▶ **YOUR INSTRUCTIONS**
Pick out and copy every line of the entries below that contains the string "pretty", matching case exactly.

▶ **MATERIAL PROVIDED**
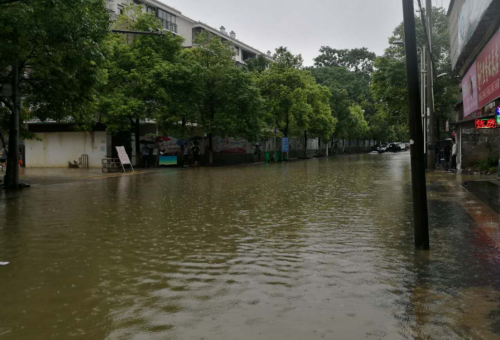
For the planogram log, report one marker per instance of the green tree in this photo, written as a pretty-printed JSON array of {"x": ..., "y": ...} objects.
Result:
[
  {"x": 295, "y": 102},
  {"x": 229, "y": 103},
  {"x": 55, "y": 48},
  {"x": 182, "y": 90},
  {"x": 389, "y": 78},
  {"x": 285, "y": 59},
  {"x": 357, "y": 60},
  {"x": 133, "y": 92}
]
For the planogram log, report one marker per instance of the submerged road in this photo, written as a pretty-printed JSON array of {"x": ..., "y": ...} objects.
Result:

...

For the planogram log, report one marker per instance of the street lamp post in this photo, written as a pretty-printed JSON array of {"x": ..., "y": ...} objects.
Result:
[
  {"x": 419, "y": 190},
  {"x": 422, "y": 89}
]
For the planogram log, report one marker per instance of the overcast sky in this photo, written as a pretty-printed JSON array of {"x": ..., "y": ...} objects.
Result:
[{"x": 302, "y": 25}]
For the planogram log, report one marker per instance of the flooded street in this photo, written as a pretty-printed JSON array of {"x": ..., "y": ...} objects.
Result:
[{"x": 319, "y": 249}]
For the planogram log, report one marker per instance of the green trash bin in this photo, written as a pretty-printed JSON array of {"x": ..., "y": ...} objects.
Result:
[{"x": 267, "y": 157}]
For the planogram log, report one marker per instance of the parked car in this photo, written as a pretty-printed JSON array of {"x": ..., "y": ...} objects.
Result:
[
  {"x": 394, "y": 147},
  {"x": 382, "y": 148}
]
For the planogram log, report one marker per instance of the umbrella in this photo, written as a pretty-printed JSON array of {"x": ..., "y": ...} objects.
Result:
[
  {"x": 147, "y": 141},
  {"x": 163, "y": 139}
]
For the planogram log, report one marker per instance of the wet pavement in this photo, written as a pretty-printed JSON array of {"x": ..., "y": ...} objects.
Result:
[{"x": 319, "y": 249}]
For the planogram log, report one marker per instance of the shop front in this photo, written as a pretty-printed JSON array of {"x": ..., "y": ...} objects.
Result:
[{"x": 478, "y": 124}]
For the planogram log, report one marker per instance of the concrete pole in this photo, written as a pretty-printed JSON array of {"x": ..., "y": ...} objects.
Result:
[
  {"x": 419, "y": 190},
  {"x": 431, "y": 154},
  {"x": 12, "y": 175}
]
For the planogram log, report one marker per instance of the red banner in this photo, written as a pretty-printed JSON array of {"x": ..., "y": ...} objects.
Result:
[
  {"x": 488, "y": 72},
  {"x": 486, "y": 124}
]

▶ **RESPONSE**
For the planogram log, report one marker per instance of the green tree in this photo, written as a pretty-printed JSON array of {"x": ..., "y": ...} objects.
For the planogram log, report one marker per instance of the submerged road in this photo, written as a pretty-printed JSON array of {"x": ..., "y": ...} objects.
For the planogram log, report one marker per instance of the street lamp post in this photo, written as a pretty-printed JSON array of {"x": ..., "y": ...} objects.
For the planogram log, report one marker per instance of the overcast sky in this photo, written as a pretty-printed JSON array of {"x": ..., "y": ...} objects.
For the planogram log, report one marker per instance of the flooded street in this photo, written as a pretty-printed JSON array of {"x": ..., "y": ...} objects.
For the planogram log, report one marker per instance of the green trash bin in this photo, written as a pretty-printed JSON array of {"x": ..., "y": ...} objects.
For the planogram log, report one marker per instance of the parked car in this photo, written as a pretty-printed JSON array of {"x": ..., "y": ...} objects.
For the planogram log, report one marker per instance of the umbrella in this photo, written as a pretty-printed JSON array of {"x": ..., "y": ...} objects.
For the planogram log, report one marker per instance of the wet pavement in this photo, written as a pretty-printed JSON array of {"x": ..., "y": ...} objects.
For the planogram log, report one marker per instance of the shop front in this photo, written as a pretty-printed JSON array of {"x": ..., "y": ...} objects.
For the planogram log, report one marker per instance of the concrete pole in this photo, written as a pretty-printed JSON array of {"x": ..., "y": ...} objects.
For the planogram log, report one marker per instance of the red banner in this photo, written as a pretty-printed JSON array of {"x": ..., "y": ...} objects.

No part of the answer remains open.